[EXERCISE MATERIAL]:
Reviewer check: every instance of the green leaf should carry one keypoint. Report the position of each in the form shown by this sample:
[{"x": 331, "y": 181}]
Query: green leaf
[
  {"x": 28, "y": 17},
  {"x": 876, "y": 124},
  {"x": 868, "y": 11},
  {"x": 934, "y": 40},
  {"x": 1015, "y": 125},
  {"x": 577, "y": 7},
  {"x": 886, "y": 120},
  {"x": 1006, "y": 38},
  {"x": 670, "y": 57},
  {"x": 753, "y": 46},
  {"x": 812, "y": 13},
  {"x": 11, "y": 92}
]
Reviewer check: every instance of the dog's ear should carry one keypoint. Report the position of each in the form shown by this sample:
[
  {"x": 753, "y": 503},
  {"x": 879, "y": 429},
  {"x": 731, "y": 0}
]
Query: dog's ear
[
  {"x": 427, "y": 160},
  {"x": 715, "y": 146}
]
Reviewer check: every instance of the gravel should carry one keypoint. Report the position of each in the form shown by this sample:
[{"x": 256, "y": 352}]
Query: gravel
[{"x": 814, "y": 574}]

...

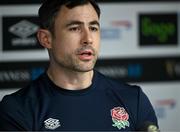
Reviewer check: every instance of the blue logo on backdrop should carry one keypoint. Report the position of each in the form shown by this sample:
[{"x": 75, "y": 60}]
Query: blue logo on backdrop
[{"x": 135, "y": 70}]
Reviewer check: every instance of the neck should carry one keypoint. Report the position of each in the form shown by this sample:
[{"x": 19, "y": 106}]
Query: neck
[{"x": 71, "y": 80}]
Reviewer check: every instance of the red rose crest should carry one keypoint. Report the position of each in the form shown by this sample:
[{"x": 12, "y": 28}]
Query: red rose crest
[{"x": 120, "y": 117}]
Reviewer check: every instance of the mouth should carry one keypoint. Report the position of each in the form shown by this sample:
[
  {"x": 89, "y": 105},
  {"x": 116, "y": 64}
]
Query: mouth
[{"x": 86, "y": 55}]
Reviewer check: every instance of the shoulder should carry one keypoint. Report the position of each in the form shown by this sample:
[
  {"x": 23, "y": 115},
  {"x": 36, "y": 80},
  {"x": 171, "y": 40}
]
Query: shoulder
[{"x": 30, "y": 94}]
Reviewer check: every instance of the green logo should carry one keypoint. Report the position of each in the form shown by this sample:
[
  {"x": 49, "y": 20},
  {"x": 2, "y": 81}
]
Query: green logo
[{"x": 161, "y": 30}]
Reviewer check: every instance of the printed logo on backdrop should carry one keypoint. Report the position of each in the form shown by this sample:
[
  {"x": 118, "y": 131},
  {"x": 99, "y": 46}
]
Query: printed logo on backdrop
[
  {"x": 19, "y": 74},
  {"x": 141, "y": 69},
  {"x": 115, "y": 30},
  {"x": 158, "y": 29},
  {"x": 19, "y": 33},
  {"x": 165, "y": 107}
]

--

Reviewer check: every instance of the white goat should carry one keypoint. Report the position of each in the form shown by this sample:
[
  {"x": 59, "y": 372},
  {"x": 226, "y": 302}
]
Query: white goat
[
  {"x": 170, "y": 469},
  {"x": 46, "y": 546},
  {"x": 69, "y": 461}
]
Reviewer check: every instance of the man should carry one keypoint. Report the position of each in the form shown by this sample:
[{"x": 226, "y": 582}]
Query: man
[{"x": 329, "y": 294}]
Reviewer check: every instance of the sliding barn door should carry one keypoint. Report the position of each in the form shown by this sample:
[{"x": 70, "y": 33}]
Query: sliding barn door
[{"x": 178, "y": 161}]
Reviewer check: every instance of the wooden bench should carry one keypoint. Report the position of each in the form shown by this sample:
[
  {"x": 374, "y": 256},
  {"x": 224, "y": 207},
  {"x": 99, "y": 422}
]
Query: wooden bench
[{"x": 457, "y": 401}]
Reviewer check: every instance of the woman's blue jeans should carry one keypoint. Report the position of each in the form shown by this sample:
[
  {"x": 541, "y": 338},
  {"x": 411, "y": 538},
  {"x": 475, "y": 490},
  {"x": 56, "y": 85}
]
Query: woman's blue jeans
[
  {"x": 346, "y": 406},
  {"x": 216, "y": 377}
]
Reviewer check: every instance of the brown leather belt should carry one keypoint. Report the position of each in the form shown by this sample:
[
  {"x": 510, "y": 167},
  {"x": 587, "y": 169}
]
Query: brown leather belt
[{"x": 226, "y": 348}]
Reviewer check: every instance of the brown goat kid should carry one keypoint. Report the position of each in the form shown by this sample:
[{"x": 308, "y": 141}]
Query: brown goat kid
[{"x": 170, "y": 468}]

[WHAT THE EXERCISE ASKS]: Pull out each row above that contains the word "green" and copy it unchanged.

[COMPLETED EXERCISE]:
Reviewer check: every instance of the green leaf should carry one keypoint. Report the position of each in the form shown by this sample:
Query: green leaf
Reviewer check: every instance of the green logo should carry one keypoint. Report the position of each in the form shown by this sample:
Query: green logo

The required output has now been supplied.